Render each of the rows below as a JSON list of strings, with one string per line and blank lines omitted.

───

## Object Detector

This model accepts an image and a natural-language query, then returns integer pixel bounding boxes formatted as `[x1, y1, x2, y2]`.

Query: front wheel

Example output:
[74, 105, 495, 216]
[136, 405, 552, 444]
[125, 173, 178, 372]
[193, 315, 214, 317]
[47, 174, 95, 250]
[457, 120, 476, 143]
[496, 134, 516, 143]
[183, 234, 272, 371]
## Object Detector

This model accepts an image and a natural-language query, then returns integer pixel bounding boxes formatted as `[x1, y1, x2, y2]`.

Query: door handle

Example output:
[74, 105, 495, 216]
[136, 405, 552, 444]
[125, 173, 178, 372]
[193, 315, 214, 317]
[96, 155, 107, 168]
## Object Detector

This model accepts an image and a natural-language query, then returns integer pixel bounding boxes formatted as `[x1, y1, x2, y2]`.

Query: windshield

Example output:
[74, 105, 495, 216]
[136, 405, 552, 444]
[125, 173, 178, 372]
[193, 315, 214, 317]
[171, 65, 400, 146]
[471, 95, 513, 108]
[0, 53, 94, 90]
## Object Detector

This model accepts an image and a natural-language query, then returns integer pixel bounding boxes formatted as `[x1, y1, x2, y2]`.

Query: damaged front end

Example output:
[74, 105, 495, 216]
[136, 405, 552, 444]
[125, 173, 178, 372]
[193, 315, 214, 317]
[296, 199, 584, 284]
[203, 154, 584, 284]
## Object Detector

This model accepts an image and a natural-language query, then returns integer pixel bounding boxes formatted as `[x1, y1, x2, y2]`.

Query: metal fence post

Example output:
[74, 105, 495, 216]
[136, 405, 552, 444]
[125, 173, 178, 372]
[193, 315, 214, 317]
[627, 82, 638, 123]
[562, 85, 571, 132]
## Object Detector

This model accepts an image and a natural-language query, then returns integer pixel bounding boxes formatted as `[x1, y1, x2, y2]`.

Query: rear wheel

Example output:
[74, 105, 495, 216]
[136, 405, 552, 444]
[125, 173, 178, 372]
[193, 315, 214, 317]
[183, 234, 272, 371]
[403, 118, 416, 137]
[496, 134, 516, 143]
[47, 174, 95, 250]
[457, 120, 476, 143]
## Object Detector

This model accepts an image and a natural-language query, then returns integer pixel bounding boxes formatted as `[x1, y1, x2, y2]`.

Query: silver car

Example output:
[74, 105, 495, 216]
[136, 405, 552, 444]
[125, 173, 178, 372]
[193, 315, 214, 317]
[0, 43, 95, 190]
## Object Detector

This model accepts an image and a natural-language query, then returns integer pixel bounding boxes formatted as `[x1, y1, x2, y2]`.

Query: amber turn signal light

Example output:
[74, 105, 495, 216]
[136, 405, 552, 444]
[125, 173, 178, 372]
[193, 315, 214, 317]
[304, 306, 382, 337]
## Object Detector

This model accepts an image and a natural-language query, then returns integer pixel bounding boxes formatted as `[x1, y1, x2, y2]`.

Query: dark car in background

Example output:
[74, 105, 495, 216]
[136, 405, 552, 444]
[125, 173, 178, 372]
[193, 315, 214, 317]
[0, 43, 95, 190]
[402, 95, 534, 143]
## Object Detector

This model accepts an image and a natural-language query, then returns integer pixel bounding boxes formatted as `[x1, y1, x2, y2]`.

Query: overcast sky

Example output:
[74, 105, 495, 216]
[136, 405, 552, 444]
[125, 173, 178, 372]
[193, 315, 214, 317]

───

Answer:
[
  "## Object Detector",
  "This model accepts an image and a natural-language query, then returns integer pixel bounding boxes formatted as `[x1, y1, x2, y2]`.",
  "Query: front wheel",
  "Example output:",
  "[74, 105, 495, 216]",
  "[136, 405, 552, 444]",
  "[125, 173, 178, 372]",
  "[193, 315, 214, 317]",
  "[47, 174, 95, 250]",
  "[457, 120, 476, 143]",
  "[496, 134, 516, 143]",
  "[183, 234, 272, 371]",
  "## Object Detector",
  "This model accepts an image and a natural-language query, then returns integer pixel bounding boxes formatted as `[x1, y1, x2, y2]`.",
  "Query: door handle",
  "Example output:",
  "[74, 105, 495, 216]",
  "[136, 405, 552, 444]",
  "[125, 173, 178, 372]",
  "[193, 315, 214, 317]",
  "[96, 155, 107, 168]",
  "## Object Detector",
  "This model accepts an image and a natural-language query, then returns integer pixel bounding boxes formatted as `[x1, y1, x2, y2]`.",
  "Query: windshield",
  "Example output:",
  "[74, 105, 495, 216]",
  "[136, 405, 552, 444]",
  "[125, 173, 178, 372]",
  "[193, 315, 214, 317]",
  "[171, 65, 400, 146]",
  "[471, 95, 513, 108]",
  "[0, 53, 94, 90]",
  "## Object Detector",
  "This model accepts an image and a natural-language query, then returns integer pixel bounding boxes formatted as `[x1, y1, x2, y2]`.",
  "Query: damaged front end",
  "Example output:",
  "[74, 105, 495, 216]",
  "[136, 405, 552, 444]",
  "[125, 173, 178, 372]",
  "[193, 315, 214, 317]",
  "[296, 199, 584, 284]",
  "[203, 154, 584, 284]",
  "## Object Detector",
  "This model accepts an image and a natural-language query, then returns integer pixel bounding boxes formatted as `[x1, y1, x2, y2]`.",
  "Query: metal fence post",
  "Example output:",
  "[74, 105, 495, 216]",
  "[136, 405, 552, 444]",
  "[125, 173, 178, 372]",
  "[193, 315, 214, 317]",
  "[627, 82, 638, 123]",
  "[562, 85, 571, 132]",
  "## Object Detector",
  "This model accepts an image and a natural-language query, then returns integer pixel bounding boxes formatted as `[x1, y1, x2, y2]`.",
  "Query: rear wheel",
  "Example output:",
  "[74, 105, 495, 216]",
  "[136, 405, 552, 444]",
  "[125, 173, 178, 372]",
  "[193, 315, 214, 317]",
  "[183, 234, 272, 371]",
  "[403, 118, 416, 137]",
  "[496, 134, 516, 143]",
  "[47, 174, 95, 250]",
  "[457, 120, 476, 143]",
  "## Object Detector",
  "This model accepts an image and a natural-language query, then returns integer pixel bounding boxes formatted as `[x1, y1, x2, y2]`.",
  "Query: silver car",
  "Example output:",
  "[74, 105, 495, 216]",
  "[136, 405, 552, 444]",
  "[125, 173, 178, 372]",
  "[193, 315, 214, 317]",
  "[0, 43, 95, 190]",
  "## Object Detector",
  "This model accepts an image and a natural-language query, then returns integer pixel bounding boxes formatted as `[x1, y1, x2, y2]`.",
  "Query: amber turn signal light",
  "Example output:",
  "[74, 105, 495, 216]",
  "[136, 405, 552, 444]",
  "[125, 173, 178, 372]",
  "[193, 315, 214, 317]",
  "[304, 306, 382, 337]",
  "## Object Detector",
  "This model accepts an image and a natural-language query, then returns integer pixel bounding boxes formatted as `[x1, y1, x2, y2]`.",
  "Query: dark car in background",
  "Example output:",
  "[74, 105, 495, 216]",
  "[136, 405, 552, 444]",
  "[125, 173, 178, 372]",
  "[193, 315, 214, 317]",
  "[0, 43, 95, 190]",
  "[402, 95, 534, 143]",
  "## Object Detector",
  "This model accepts an image and a natural-language query, then returns integer pixel bounding boxes formatted as `[x1, y1, x2, y2]`.",
  "Query: overcast sky",
  "Example output:",
  "[74, 105, 495, 216]",
  "[136, 405, 552, 444]",
  "[125, 173, 178, 372]",
  "[193, 315, 214, 317]"
]